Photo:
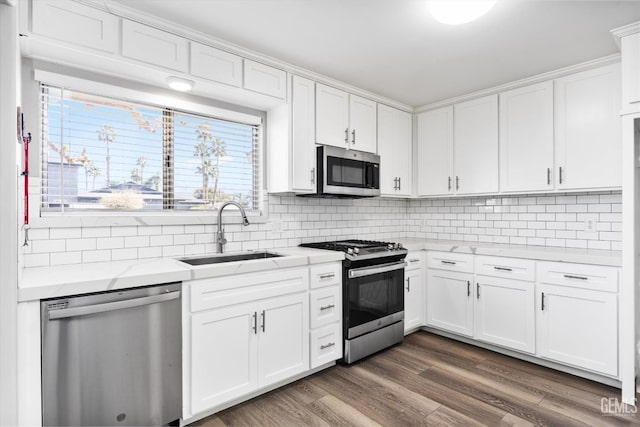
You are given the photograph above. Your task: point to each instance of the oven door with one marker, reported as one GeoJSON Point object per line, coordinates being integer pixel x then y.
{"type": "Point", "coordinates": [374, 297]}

---

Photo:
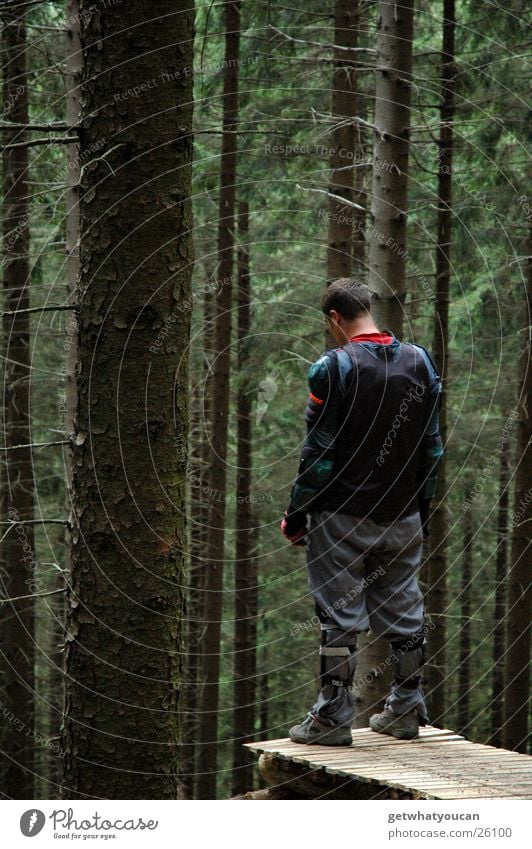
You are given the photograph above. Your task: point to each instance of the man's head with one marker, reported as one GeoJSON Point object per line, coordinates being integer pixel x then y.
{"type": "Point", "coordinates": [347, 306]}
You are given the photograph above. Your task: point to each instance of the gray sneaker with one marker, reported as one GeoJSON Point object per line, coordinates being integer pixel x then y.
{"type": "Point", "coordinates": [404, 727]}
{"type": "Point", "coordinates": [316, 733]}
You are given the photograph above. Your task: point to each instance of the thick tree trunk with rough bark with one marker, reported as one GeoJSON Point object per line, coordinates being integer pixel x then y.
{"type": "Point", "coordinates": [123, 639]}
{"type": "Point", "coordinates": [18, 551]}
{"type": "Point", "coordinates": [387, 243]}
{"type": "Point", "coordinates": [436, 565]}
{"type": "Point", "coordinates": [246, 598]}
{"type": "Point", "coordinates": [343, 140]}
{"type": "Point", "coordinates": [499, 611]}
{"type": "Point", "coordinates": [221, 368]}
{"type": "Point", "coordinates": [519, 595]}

==

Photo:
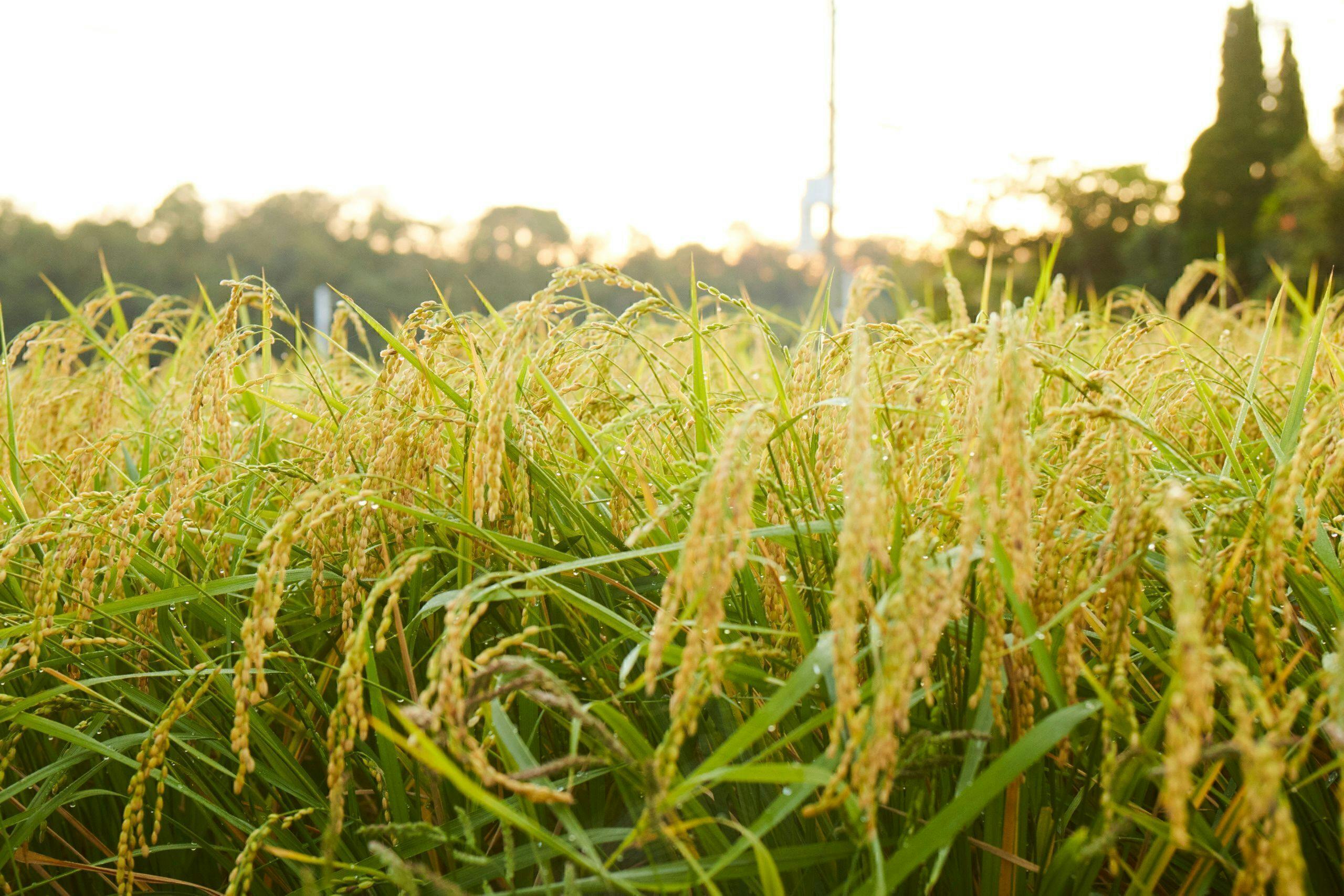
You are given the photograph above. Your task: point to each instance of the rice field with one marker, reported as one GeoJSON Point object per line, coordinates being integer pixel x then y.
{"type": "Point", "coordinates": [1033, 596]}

* Brief
Tally the lines in the entries above that contain the string "each", matching case exactly, and reply with that number only.

* Result of the task
5